▶ Exercise goal:
Please rewrite the entries below as a numbered list, leaving out any blank lines.

▶ Working data:
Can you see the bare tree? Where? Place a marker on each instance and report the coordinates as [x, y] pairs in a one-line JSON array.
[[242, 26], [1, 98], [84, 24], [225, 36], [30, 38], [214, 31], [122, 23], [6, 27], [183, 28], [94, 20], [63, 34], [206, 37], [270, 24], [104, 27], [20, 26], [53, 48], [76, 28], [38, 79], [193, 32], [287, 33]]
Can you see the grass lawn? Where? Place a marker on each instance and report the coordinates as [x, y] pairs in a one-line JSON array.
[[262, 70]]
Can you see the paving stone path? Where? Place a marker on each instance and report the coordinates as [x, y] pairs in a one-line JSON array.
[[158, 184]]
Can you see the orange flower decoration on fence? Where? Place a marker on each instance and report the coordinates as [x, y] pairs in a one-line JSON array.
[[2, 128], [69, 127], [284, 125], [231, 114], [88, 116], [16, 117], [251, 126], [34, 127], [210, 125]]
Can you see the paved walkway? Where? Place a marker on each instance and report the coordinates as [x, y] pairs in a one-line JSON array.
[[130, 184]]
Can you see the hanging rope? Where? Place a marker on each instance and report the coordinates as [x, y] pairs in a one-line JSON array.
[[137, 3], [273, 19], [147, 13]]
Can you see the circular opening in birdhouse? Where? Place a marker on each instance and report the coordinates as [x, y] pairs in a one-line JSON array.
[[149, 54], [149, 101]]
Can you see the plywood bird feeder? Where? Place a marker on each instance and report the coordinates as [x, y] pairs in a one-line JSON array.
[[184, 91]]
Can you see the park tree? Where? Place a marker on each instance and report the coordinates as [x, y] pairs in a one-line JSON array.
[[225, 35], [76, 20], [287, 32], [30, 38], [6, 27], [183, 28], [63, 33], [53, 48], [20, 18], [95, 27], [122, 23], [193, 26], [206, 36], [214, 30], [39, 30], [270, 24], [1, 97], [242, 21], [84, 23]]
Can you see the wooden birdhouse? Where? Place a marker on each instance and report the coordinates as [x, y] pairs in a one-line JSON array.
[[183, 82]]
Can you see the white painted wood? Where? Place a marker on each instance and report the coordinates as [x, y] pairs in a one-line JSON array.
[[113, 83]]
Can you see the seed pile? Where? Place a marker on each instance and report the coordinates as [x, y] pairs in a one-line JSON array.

▶ Result of the task:
1. Can you see the bare tree? Where? Place a marker on each instance and report the coordinates as [x, y] pairs in a one-line JSON array.
2. [[242, 26], [1, 98], [84, 24], [225, 36], [30, 38], [214, 31], [122, 23], [6, 27], [183, 28], [94, 20], [63, 34], [206, 37], [270, 24], [104, 27], [20, 26], [53, 48], [76, 28], [38, 79], [193, 32], [287, 33]]
3. Can you see the grass lawn? Where? Place a marker on each instance and report the coordinates as [x, y] pairs in a one-line JSON array.
4. [[262, 70]]
5. Can you see the paving stone path? Where? Place a marker on each instance and report the coordinates as [x, y] pairs in a one-line JSON array.
6. [[158, 184]]
7. Can you see the orange flower decoration on fence? Where? Place a marker on each instance and report the coordinates as [x, y] pairs in a one-line JSON array.
8. [[2, 128], [69, 127], [284, 125], [231, 114], [88, 116], [16, 117], [251, 126], [34, 127], [210, 125]]
9. Can you see the paved walkway? Where? Place a marker on each instance and report the coordinates as [x, y] pairs in a one-line JSON array.
10. [[130, 184]]
11. Can you see the hanging rope? Where? Place a marker on each instance and report the coordinates as [x, y] pairs in a one-line JSON array.
12. [[137, 3], [273, 19], [147, 13]]
13. Can you see the circular opening in birdhouse? Where? Place a marker on each instance and report the coordinates as [x, y] pairs in a one-line JSON array.
14. [[149, 54], [149, 101]]
15. Can you see the plywood bird feeder? Where? Place a marker on each instance and report the coordinates as [x, y] pairs in a one-line JSON array.
16. [[184, 91]]
17. Can you see the park tree? Where? Place a marker on each instance and report the coordinates as [x, y] pairs in a one-line JSON array.
18. [[225, 35], [76, 20], [287, 32], [30, 38], [6, 27], [183, 28], [63, 33], [53, 48], [20, 18], [95, 27], [122, 23], [193, 26], [206, 36], [214, 30], [39, 30], [270, 24], [1, 97], [242, 21], [84, 23]]
19. Can you see the wooden birdhouse? Where? Place a marker on each instance and report the coordinates as [x, y] pairs in a one-line JSON array.
20. [[183, 82]]
21. Can you see the white painted wood? Where? Place a marker on each instance and report the coordinates as [x, y] pairs in a one-line JSON array.
22. [[113, 83]]
23. Can you see the seed pile? Where? Place a marker on each instance and report the coordinates as [x, y] pairs in a one-line JSON array.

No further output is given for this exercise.